A lady, then upon a visit to the Mission, was of the company. She insisted on my lying down upon the sofa, and ministered most kindly to my suffering head. As she sat by my side, and expatiated upon the new sphere opening before me, she inquired:

“Do you not realize very strongly the entire deprivation of religious privileges you will be obliged to suffer in your distant home?”

“The deprivation,” said I, “will doubtless be great, but not entire; for I shall have my Prayer-Book, and though destitute of a church, we need not be without a mode of worship.”

How often afterwards, when cheered by the consolations of this precious book in the midst of the lonely wilderness, did I remember this conversation, and bless God that I could never, while retaining it, be without “religious privileges.”

We had not yet left the dinner-table, when the bell of the little steamer sounded to summon us on board, and we bade a hurried farewell to all our kind friends, bearing with us their hearty wishes for a safe and prosperous voyage.

A finer sight can scarcely be imagined than Mackinac, from the water. As we steamed away from the shore, the view came full upon us—the sloping beach with the scattered wigwams, and canoes drawn up here and there—the irregular, quaint-looking houses—the white walls of the fort, and beyond one eminence still more lofty, crowned with the remains of old Fort Holmes.[[10]] The whole picture completed, showed the perfect outline that had given the island its original Indian name, Mich-i-li-mack-i-nack, the Big Turtle.

Then those pure, living waters, in whose depths the fish might be seen gliding and darting to and fro, whose clearness is such that an object dropped to the bottom may be discerned at the depth of fifty or sixty feet, a dollar lying far down on its green bed, looking no larger than a half dime. I could hardly wonder at the enthusiastic lady who exclaimed: “Oh! I could wish to be drowned in these pure, beautiful waters!”

## Available data
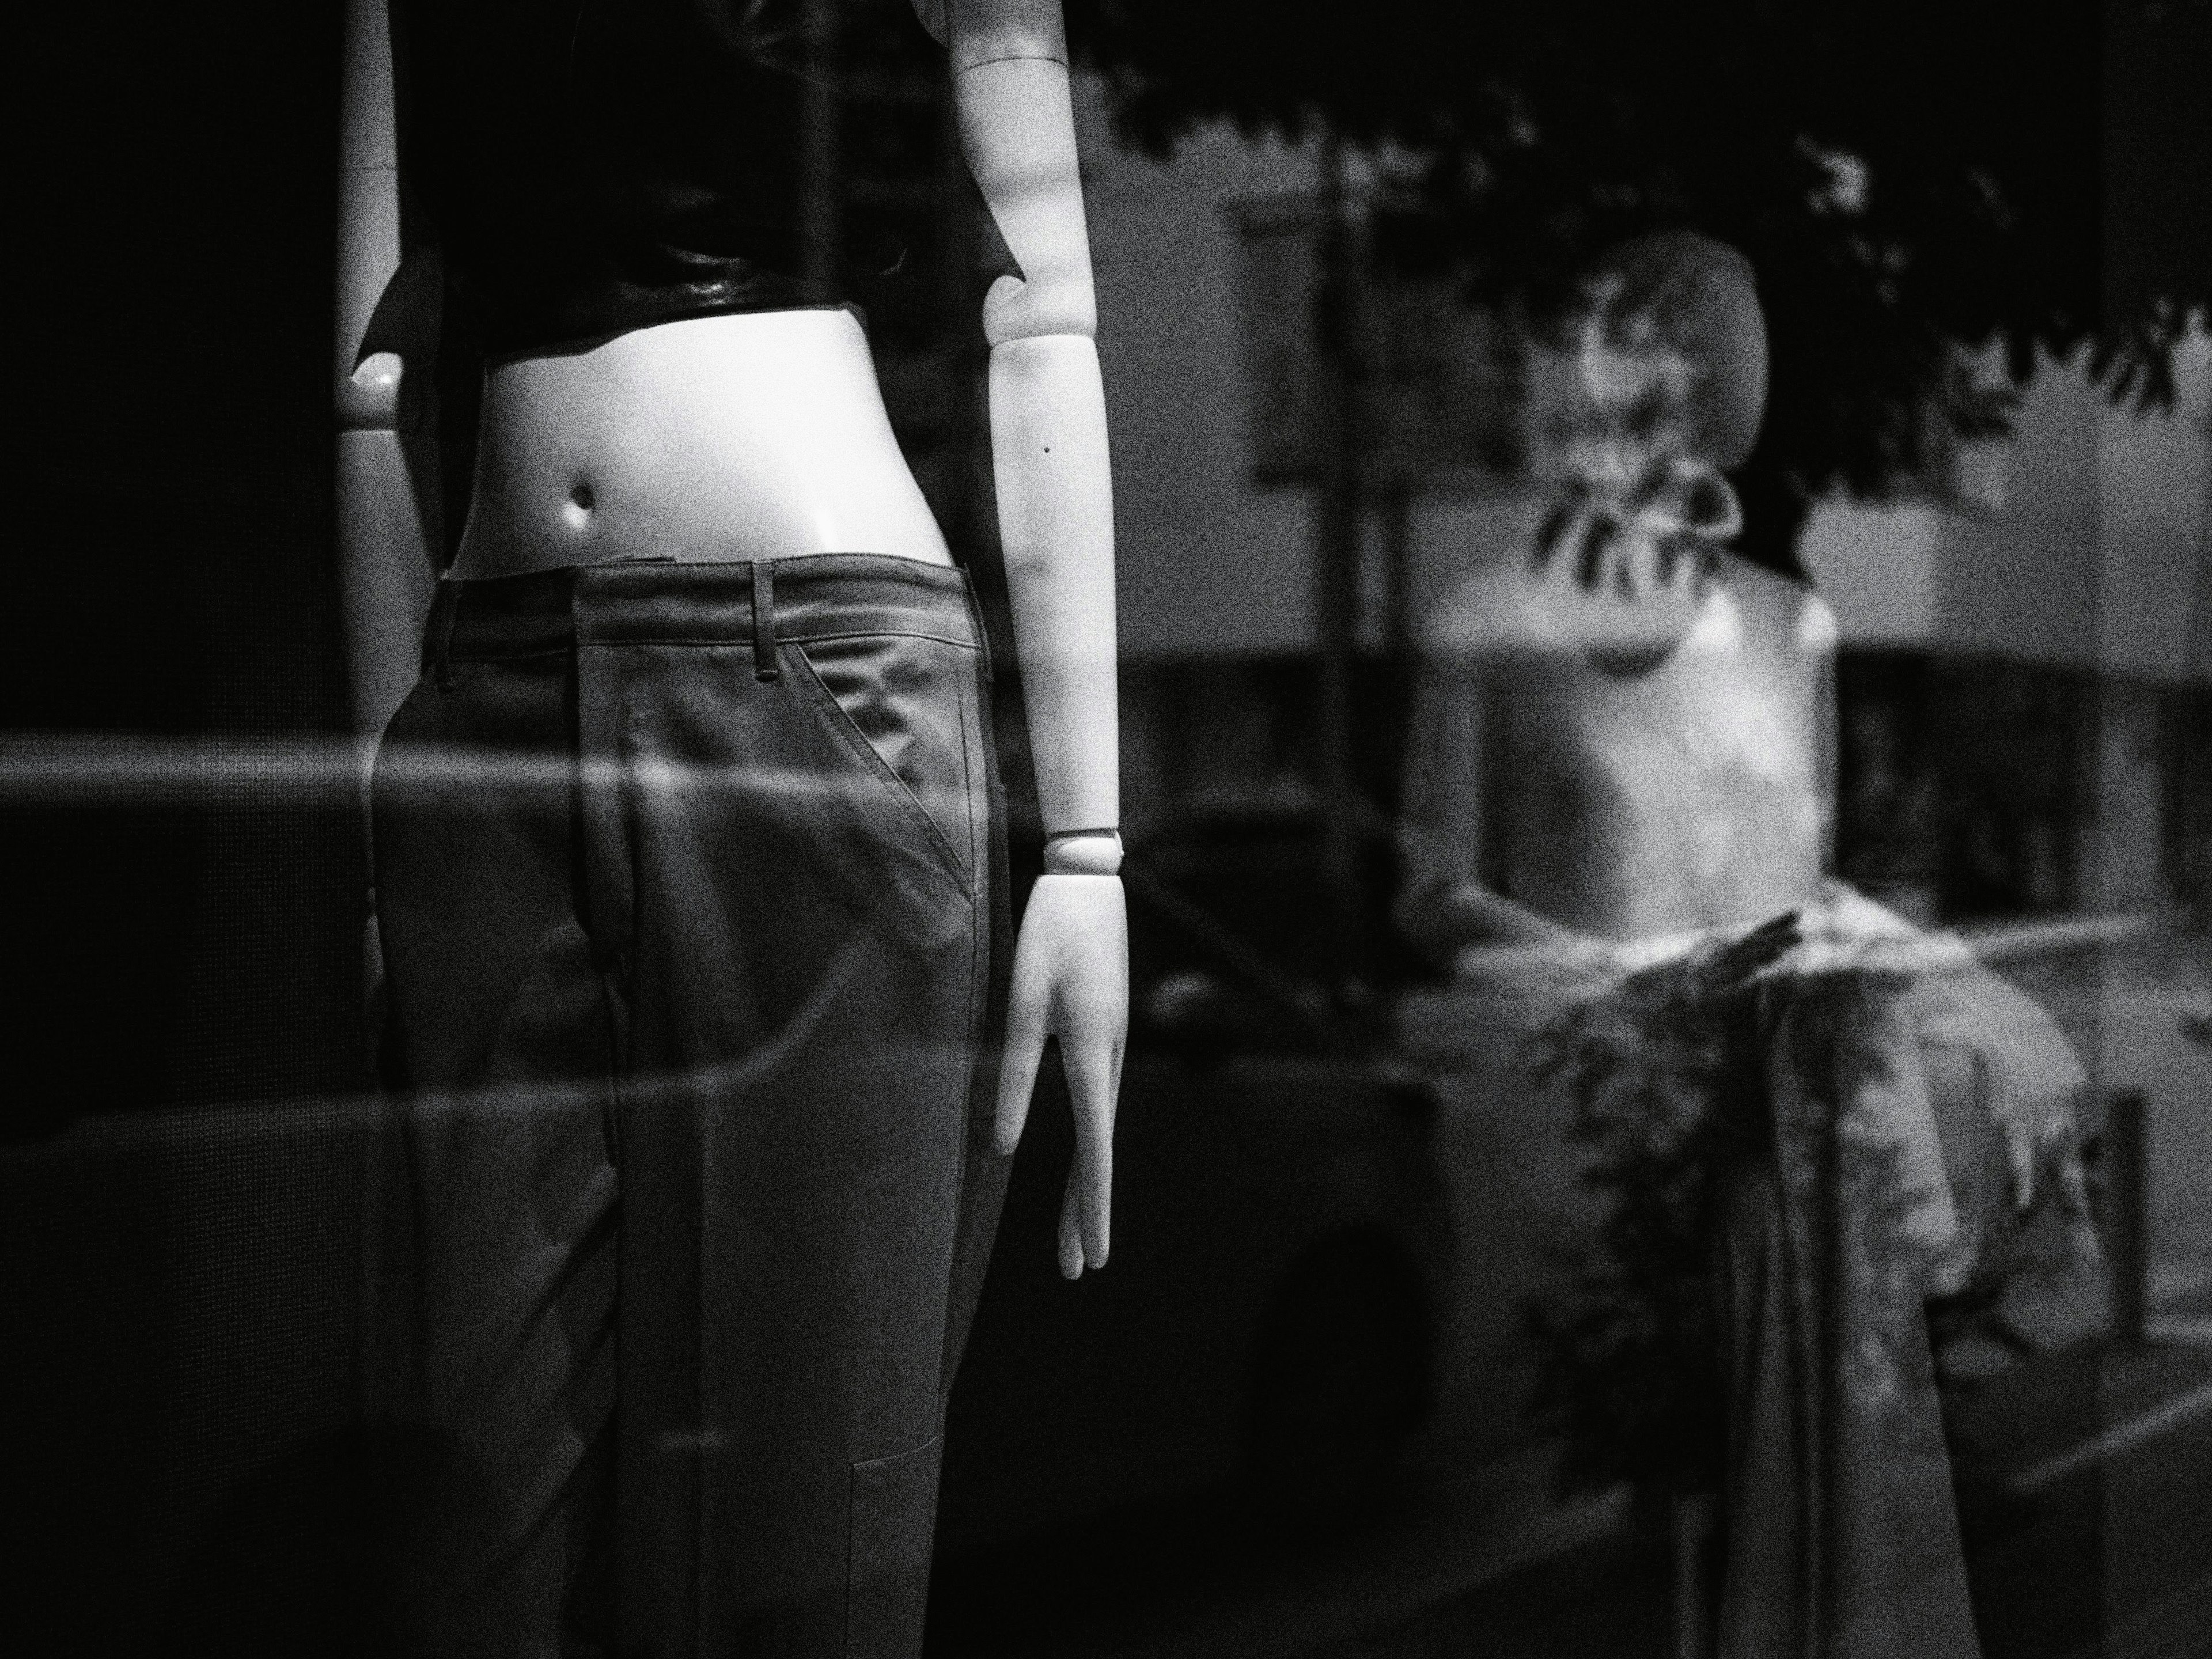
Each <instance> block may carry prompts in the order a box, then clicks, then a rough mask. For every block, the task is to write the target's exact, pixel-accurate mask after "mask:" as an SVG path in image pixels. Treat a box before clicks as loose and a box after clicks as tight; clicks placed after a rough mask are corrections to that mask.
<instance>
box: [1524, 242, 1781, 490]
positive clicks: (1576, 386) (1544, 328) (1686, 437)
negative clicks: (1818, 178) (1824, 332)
mask: <svg viewBox="0 0 2212 1659" xmlns="http://www.w3.org/2000/svg"><path fill="white" fill-rule="evenodd" d="M1528 367H1531V374H1528V411H1526V416H1528V440H1531V460H1533V465H1535V467H1537V471H1544V469H1546V467H1551V469H1555V467H1562V465H1566V462H1568V458H1571V456H1577V453H1579V456H1582V458H1584V465H1586V467H1588V465H1593V462H1599V460H1601V456H1604V453H1606V451H1617V453H1615V460H1613V465H1630V462H1628V460H1626V458H1628V456H1637V453H1646V456H1683V458H1694V460H1699V462H1703V465H1708V467H1714V469H1719V471H1728V469H1732V467H1741V465H1743V460H1745V458H1747V456H1750V453H1752V442H1754V440H1756V438H1759V416H1761V414H1763V409H1765V396H1767V330H1765V316H1763V314H1761V310H1759V292H1756V285H1754V279H1752V268H1750V261H1745V259H1743V254H1739V252H1736V250H1734V248H1728V246H1723V243H1719V241H1712V239H1710V237H1699V234H1697V232H1690V230H1670V232H1661V234H1652V237H1637V239H1635V241H1626V243H1619V246H1617V248H1610V250H1608V252H1606V254H1601V257H1599V259H1597V261H1595V263H1593V265H1590V270H1588V272H1584V276H1582V279H1579V281H1577V283H1575V294H1573V299H1571V303H1568V305H1566V307H1564V312H1562V314H1559V316H1555V319H1553V323H1551V325H1548V327H1542V330H1537V343H1535V349H1533V354H1531V365H1528Z"/></svg>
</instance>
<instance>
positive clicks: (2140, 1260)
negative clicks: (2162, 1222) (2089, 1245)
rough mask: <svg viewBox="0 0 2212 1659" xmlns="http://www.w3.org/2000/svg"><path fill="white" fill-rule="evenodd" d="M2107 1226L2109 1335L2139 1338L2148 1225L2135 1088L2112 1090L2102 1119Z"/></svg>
mask: <svg viewBox="0 0 2212 1659" xmlns="http://www.w3.org/2000/svg"><path fill="white" fill-rule="evenodd" d="M2104 1144H2106V1159H2108V1175H2106V1203H2108V1219H2106V1228H2108V1230H2110V1234H2112V1239H2110V1243H2112V1336H2117V1338H2119V1340H2121V1343H2141V1340H2143V1332H2146V1323H2148V1318H2146V1316H2148V1310H2146V1301H2148V1298H2146V1290H2148V1274H2150V1225H2148V1219H2146V1212H2143V1177H2146V1161H2143V1152H2146V1146H2143V1097H2141V1093H2137V1091H2126V1093H2119V1095H2112V1102H2110V1106H2108V1108H2106V1119H2104Z"/></svg>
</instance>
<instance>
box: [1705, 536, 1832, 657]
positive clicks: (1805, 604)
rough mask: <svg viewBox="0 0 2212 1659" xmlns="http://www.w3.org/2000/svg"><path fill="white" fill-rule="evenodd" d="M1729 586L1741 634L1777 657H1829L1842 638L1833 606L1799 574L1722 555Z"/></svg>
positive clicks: (1749, 560) (1739, 558) (1742, 559)
mask: <svg viewBox="0 0 2212 1659" xmlns="http://www.w3.org/2000/svg"><path fill="white" fill-rule="evenodd" d="M1723 568H1725V573H1728V586H1730V591H1732V593H1734V595H1736V604H1739V606H1741V611H1743V624H1745V633H1747V635H1750V637H1752V639H1756V641H1759V644H1763V646H1765V648H1767V650H1772V653H1776V655H1790V657H1809V659H1823V661H1825V659H1829V657H1834V655H1836V646H1838V641H1840V639H1843V630H1840V626H1838V622H1836V608H1834V606H1832V604H1829V602H1827V599H1825V597H1820V593H1818V591H1816V588H1814V586H1812V584H1809V582H1803V580H1798V577H1790V575H1776V573H1774V571H1767V568H1765V566H1761V564H1752V562H1750V560H1743V557H1736V555H1734V553H1728V555H1723Z"/></svg>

## Problems to work on
1. Update the Mackinac passage, starting at the words "A finer sight" and stopping after "the Big Turtle.", and put "boats" in place of "canoes".
2. Continue the Mackinac passage from where it stops.
The data is separate from the Mackinac passage and unconnected to it.

## Results of the exercise
1.
A finer sight can scarcely be imagined than Mackinac, from the water. As we steamed away from the shore, the view came full upon us—the sloping beach with the scattered wigwams, and boats drawn up here and there—the irregular, quaint-looking houses—the white walls of the fort, and beyond one eminence still more lofty, crowned with the remains of old Fort Holmes.[[10]] The whole picture completed, showed the perfect outline that had given the island its original Indian name, Mich-i-li-mack-i-nack, the Big Turtle.

2.
As we passed the extreme western point of the island, my husband pointed out to me, far away to the north-west, a promontory which he told me was Point St. Ignace. It possessed great historic interest, as one of the earliest white settlements on this continent. The Jesuit missionaries had established here a church and school as early as 1607, the same year in which a white settlement was made at St. Augustine, in Florida, and one year before the founding of Jamestown, Virginia.[[11]]

All that remains of the enterprises of these devoted men, is the remembrance of their labors, perpetuated, in most instances, only by the names of the spots which witnessed their efforts of love in behalf of their savage brethren. The little French church at Sandwich, opposite Detroit, alone is left, a witness of the zeal and self-sacrifice of these pioneers of Christianity.[[12]]

Passing “Old Mackinac,” on the main land, which forms the southern border of the straits, we soon came out into the broad waters of Lake Michigan. Every traveller, and every reader of our history, is familiar with the incidents connected with the taking of the old fort by the Indians, in the days of Pontiac. How, by means of a game of ball, played in an apparently friendly spirit outside the walls, and of which the officers and soldiers had come forth to be spectators, the ball was dexterously tossed over the wall, and the savages rushing in, under pretext of finding it, soon got possession and massacred the garrison.

The little Indian village of L’Arbre Croche[[13]] gleamed far away south, in the light of the setting sun. With that exception, there was no sign of living habitation along that vast and wooded shore. The gigantic forest-trees, and here and there the little glades of prairie opening to the water, showed a landscape that would have gladdened the eye of the agriculturist, with its promise of fertility; but it was evidently untrodden by the foot of man, and we left it, in its solitude, as we took our course westward across the waters.

The rainy and gusty weather, so incident to the equinoctial season, overtook us again before we reached the mouth of Green Bay, and kept us company until the night of our arrival upon the flats, about three miles below the settlement. Here the little steamer grounded “fast and hard.” As almost every one preferred braving the elements to remaining cooped up in the quarters we had occupied for the past week, we decided to trust ourselves to the little boat, spite of wind, and rain, and darkness, and in due time we reached the shore.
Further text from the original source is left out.